● **Data for this exercise**
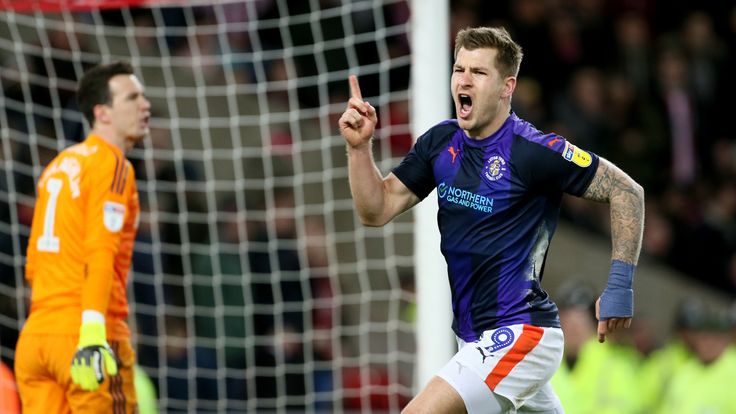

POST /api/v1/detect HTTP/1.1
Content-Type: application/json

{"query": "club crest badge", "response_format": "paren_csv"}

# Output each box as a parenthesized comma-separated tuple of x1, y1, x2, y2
(483, 155, 506, 182)
(103, 201, 125, 232)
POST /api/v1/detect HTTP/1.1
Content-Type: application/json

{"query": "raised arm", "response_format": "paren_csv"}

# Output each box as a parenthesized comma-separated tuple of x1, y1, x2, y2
(581, 157, 645, 342)
(339, 75, 419, 226)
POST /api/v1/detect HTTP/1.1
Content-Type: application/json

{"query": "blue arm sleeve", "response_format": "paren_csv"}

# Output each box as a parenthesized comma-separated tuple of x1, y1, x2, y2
(599, 260, 635, 320)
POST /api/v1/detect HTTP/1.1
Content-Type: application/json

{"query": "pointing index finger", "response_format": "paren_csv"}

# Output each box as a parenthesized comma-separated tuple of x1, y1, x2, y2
(349, 75, 362, 100)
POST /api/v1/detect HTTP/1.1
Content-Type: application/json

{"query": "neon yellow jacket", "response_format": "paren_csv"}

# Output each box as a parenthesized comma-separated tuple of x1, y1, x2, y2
(638, 339, 692, 411)
(655, 346, 736, 414)
(552, 338, 645, 414)
(134, 365, 159, 414)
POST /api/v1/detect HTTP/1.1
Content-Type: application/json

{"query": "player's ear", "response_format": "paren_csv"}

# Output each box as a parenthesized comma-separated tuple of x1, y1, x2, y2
(93, 104, 111, 124)
(501, 76, 516, 99)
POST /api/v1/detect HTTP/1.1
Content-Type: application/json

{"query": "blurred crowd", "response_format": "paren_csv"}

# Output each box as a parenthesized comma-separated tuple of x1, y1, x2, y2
(452, 4, 736, 412)
(0, 2, 414, 411)
(551, 281, 736, 413)
(1, 0, 736, 412)
(452, 0, 736, 295)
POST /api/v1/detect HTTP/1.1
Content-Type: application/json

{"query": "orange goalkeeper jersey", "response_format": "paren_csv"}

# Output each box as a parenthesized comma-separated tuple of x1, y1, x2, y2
(23, 134, 139, 340)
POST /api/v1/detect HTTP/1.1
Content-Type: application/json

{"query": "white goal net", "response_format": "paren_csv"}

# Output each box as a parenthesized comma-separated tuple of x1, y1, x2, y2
(0, 1, 419, 412)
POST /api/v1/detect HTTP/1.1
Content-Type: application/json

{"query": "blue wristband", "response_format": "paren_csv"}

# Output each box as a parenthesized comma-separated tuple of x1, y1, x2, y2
(599, 260, 634, 320)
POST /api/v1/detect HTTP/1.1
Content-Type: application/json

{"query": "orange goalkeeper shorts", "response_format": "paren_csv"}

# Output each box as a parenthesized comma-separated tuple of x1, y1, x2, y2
(15, 332, 137, 414)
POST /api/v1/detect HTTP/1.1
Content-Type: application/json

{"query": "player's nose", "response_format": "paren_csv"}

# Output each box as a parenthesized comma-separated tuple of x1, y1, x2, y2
(457, 70, 472, 87)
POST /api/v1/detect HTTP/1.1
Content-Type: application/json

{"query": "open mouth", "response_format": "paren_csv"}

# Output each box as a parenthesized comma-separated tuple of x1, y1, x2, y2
(458, 94, 472, 118)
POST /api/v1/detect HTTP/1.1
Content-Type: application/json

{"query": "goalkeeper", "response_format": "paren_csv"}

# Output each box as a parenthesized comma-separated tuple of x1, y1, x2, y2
(15, 61, 150, 414)
(340, 26, 645, 413)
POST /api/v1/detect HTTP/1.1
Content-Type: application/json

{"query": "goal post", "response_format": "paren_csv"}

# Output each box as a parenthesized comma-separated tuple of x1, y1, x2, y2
(410, 0, 454, 392)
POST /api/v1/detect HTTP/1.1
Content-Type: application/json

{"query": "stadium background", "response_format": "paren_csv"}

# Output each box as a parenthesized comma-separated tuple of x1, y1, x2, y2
(0, 0, 735, 412)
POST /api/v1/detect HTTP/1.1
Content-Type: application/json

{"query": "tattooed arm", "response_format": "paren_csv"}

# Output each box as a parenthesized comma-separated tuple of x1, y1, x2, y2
(582, 157, 645, 264)
(582, 157, 645, 342)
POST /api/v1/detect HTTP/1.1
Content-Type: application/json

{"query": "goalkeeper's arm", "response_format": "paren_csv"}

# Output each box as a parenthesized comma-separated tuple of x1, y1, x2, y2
(75, 187, 121, 390)
(70, 310, 118, 391)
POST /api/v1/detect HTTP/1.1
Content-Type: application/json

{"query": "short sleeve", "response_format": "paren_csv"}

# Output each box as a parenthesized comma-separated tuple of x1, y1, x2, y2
(513, 135, 599, 197)
(392, 127, 446, 200)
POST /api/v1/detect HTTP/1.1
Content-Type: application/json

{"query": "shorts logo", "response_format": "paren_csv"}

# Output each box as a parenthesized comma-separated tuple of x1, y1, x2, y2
(103, 201, 125, 232)
(562, 142, 592, 167)
(484, 155, 506, 182)
(476, 327, 515, 363)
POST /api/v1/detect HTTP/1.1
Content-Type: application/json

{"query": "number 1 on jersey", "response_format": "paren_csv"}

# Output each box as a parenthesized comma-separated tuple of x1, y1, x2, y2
(37, 177, 62, 253)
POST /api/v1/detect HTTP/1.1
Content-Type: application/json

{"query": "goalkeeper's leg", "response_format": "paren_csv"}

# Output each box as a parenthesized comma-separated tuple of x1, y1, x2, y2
(16, 333, 138, 413)
(15, 333, 73, 413)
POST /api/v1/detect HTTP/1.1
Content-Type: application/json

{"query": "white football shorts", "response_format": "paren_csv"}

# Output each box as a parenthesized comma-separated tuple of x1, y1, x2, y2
(437, 324, 564, 413)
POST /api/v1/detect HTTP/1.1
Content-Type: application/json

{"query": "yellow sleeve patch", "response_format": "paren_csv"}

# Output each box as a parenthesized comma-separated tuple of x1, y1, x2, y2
(562, 142, 592, 167)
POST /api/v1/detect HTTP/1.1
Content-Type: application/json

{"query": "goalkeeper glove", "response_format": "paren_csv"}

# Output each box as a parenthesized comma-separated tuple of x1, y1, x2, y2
(70, 317, 118, 391)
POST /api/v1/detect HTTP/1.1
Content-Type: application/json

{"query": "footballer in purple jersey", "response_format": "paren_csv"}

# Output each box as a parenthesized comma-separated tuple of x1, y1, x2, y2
(392, 113, 599, 342)
(339, 26, 644, 414)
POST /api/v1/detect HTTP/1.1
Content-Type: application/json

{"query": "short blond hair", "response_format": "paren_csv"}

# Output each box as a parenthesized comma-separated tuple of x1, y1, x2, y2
(454, 27, 523, 78)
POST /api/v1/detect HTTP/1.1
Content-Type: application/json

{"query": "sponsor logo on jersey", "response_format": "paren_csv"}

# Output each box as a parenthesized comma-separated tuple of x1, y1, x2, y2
(103, 201, 125, 232)
(562, 141, 592, 167)
(483, 155, 506, 182)
(437, 182, 493, 213)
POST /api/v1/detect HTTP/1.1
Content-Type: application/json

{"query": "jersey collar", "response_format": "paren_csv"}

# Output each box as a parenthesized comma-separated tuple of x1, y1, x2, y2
(461, 112, 517, 148)
(86, 134, 124, 157)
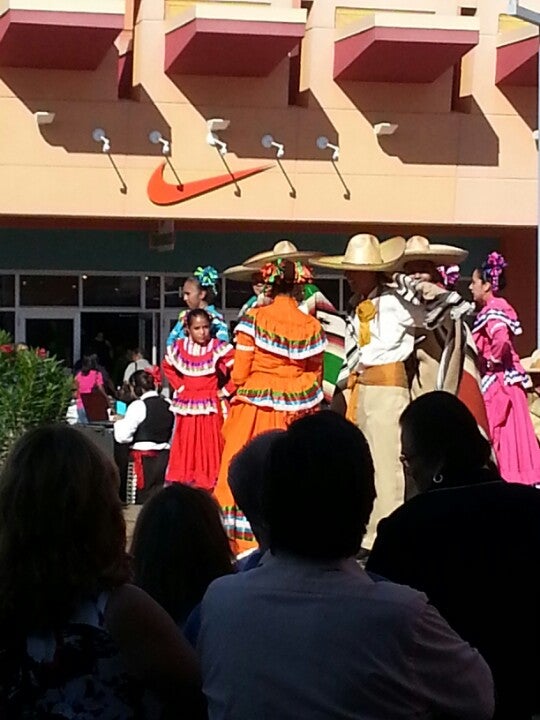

● **Work instructions**
Repeat the entries faithfully. Any picture gets left out.

● **Response for this exercise**
POST /api/v1/detect HTTP/1.1
Content-Type: application/json

{"query": "club crest badge", "response_format": "paren_csv"}

# Output each box as a parenthesized comma-separated tuple of x1, y1, x2, y2
(483, 155, 506, 182)
(103, 201, 125, 232)
POST /api/v1/detect HTTP/1.1
Content-Type: application/json

{"query": "raised arm", "response_format": "paren_csv"}

# Output each box as a parenthesized comma-separated tuple of x1, y1, x2, y2
(581, 157, 645, 342)
(339, 75, 419, 226)
POST /api/v1/detect HTTP/1.1
Content-Type: application/json

{"query": "blue arm sleeve", "response_format": "paren_csv"}

# Output each box as a parenthesized comma-separated tuple of x1, y1, x2, y2
(599, 260, 635, 320)
POST /api/v1/detect HTTP/1.1
Content-Type: application/json

{"query": "pointing index finger", "response_format": "paren_csv"}

# Output each box as a parenthesized comma-separated tuple of x1, y1, x2, y2
(349, 75, 362, 100)
POST /api/v1/detect HTTP/1.1
Content-Type: application/json

{"query": "neon yellow jacket", "response_format": "paren_csv"}

# Output each box as a parenthesized comma-separated tuple of x1, y1, x2, y2
(638, 339, 692, 411)
(655, 346, 736, 414)
(552, 338, 645, 414)
(134, 365, 159, 414)
POST /api/v1/detect HTTP/1.1
Content-Type: application/json

{"query": "player's ear", "response_format": "paren_csv"}

# Output each box as a parenthesized comma-separated tuple of x1, y1, x2, y2
(93, 104, 111, 124)
(501, 76, 516, 99)
POST /api/v1/detect HTTP/1.1
Content-Type: application/json

{"query": "blurred crowd", "response_format": "paren_csv"}

# Output each box as a parenthesized comma-separated tuple of x1, y1, x2, y2
(452, 4, 736, 412)
(0, 2, 414, 411)
(551, 281, 736, 413)
(1, 0, 736, 412)
(452, 0, 736, 295)
POST /api/v1/detect HTTP/1.1
Content-Type: application/json

{"query": "orange goalkeeper jersey", "response_format": "paren_csv"}

# Output each box as a parenthesized comma-separated tuple of x1, y1, x2, y2
(23, 134, 139, 340)
POST /api/v1/detect HTTP/1.1
Content-Type: application/json

{"query": "white goal net", "response_format": "paren_csv"}

# Output each box as a parenthesized comma-separated tuple of x1, y1, x2, y2
(0, 1, 419, 412)
POST /api/v1/detect HTTP/1.1
Content-Type: application/json

{"query": "blue wristband", "response_format": "paren_csv"}

# Output each box as a parenthesized comma-separated tuple of x1, y1, x2, y2
(599, 260, 634, 320)
POST /api/v1/detect HTTP/1.1
Content-Type: application/json

{"query": "orange goalkeeper shorts", "response_format": "paren_csv"}

# Output each box as a parenthesized comma-separated tuple of x1, y1, x2, y2
(15, 332, 137, 414)
POST /api/v1/detect HTTP/1.1
Content-Type: application/json

{"query": "player's nose", "response_format": "paren_csv"}

# Output each box as a parenthesized comma-separated tuple of x1, y1, x2, y2
(457, 70, 472, 87)
POST /api/v1/detect HTTP/1.1
Content-Type: application/json

{"query": "open mouth", "response_format": "paren_csv"}

# Output each box as a parenthesized comma-separated tuple of x1, y1, x2, y2
(458, 94, 472, 118)
POST /api/v1/detect HTTP/1.1
Content-Type: application/json

{"query": "goalkeeper", "response_format": "paren_csv"}

# Output each box as a parenthesized comma-separated tuple of x1, y1, x2, y2
(15, 61, 150, 414)
(340, 26, 645, 413)
POST /api/v1/detect HTTP/1.1
Content-Type: application/json

{"query": "goal post", "response_format": "paren_csv"}

# Output each box as a parenthesized comma-separated tuple of x1, y1, x2, y2
(410, 0, 454, 392)
POST /api/v1/detect HTTP/1.1
Content-Type: application/json

{"query": "stadium background", "response_format": "paren_csv"}

# Output each box as a parenthesized comma-separated tuple of x1, y1, x2, y2
(0, 0, 735, 412)
POST /api/v1/detect HTTP/1.1
Content-Type: application/json

{"query": "tattooed arm", "response_format": "paren_csv"}

# Output each box as a parenthesized comma-separated tuple of x1, y1, x2, y2
(582, 157, 645, 264)
(582, 157, 645, 342)
POST /api/v1/detect HTTP/1.1
Content-Type: application/json

{"query": "goalkeeper's arm", "response_format": "paren_csv"}

# Output each box as a parenthesized comma-separated tuple of x1, y1, x2, y2
(75, 187, 121, 390)
(70, 310, 118, 391)
POST /api/v1/detect HTTP/1.1
Content-Type: application/json

{"query": "short sleeve", "response_format": "paren_csv"}

# Output each box as a parenthesized comma-separated tuple of x1, y1, x2, y2
(513, 135, 599, 197)
(392, 127, 446, 200)
POST /api/v1/detect HTTP/1.1
Content-Type: application/json

{"query": "shorts logo", "response_format": "paren_csv"}

# Output each box as a parenthesized comma-separated tuple of x1, y1, x2, y2
(103, 201, 125, 232)
(562, 142, 592, 167)
(484, 155, 506, 182)
(476, 327, 515, 363)
POST /api/v1/detect HTTP/1.1
Content-Type: application/json

{"query": "number 1 on jersey", "response_format": "paren_csv"}

# Output each box as a parenthesized comma-separated tuple of x1, y1, x2, y2
(37, 177, 62, 253)
POST /api/v1/detect HTTP/1.1
Content-Type: application/json

{"query": "goalkeeper's leg", "response_format": "paren_csv"}

# Output each box as a parenthesized comma-separated tuple of x1, y1, x2, y2
(16, 333, 138, 413)
(15, 333, 73, 413)
POST /api/v1/detect HTTP/1.1
Content-Type: application/json

{"query": "white football shorts", "response_format": "paren_csv"}

# Output each box as a parenthesized comma-separated tuple of x1, y1, x2, y2
(437, 324, 564, 413)
POST /api/v1/detect HTTP/1.1
Content-Type: application/json

{"query": "yellow sleeve patch", "response_format": "paren_csv"}

# Output each box as a parenthesized comma-separated tuple of x1, y1, x2, y2
(562, 142, 592, 167)
POST /api/v1/detect HTTP/1.1
Content-Type: application/json

{"query": "goalkeeper glove", "response_format": "paren_csv"}

# Output each box as a parenthesized comma-separated tuple of x1, y1, x2, y2
(70, 317, 118, 391)
POST /api/v1/detect HTTP/1.1
Content-Type: application/json

{"query": "footballer in purple jersey", "response_format": "paren_csv"}

# Output each box as a parenthesized comma-separated tuple of x1, y1, x2, y2
(392, 113, 599, 342)
(339, 26, 644, 414)
POST /api/v1/detect HTTP/1.1
Content-Type: application/json

{"query": "short blond hair", "response_format": "paren_csv"}

# Output each box as a parenthesized comma-separated tuple of x1, y1, x2, y2
(454, 27, 523, 78)
POST /api/v1/detect HTTP/1.1
Content-Type: application/json

{"query": "sponsor logo on jersey", "response_format": "paren_csv"}

# Output each box as a parenthesized comma-separated tuple of x1, y1, x2, y2
(103, 201, 125, 232)
(562, 141, 592, 167)
(483, 155, 506, 182)
(437, 182, 493, 213)
POST /api/v1/detect HTTP/1.1
Content-Type: application/json

{"query": "jersey collar", "response_format": "paren_csv"}

# Output each box as a parenthesized comma-separated tuple of x1, y1, x2, y2
(461, 112, 517, 148)
(86, 134, 124, 157)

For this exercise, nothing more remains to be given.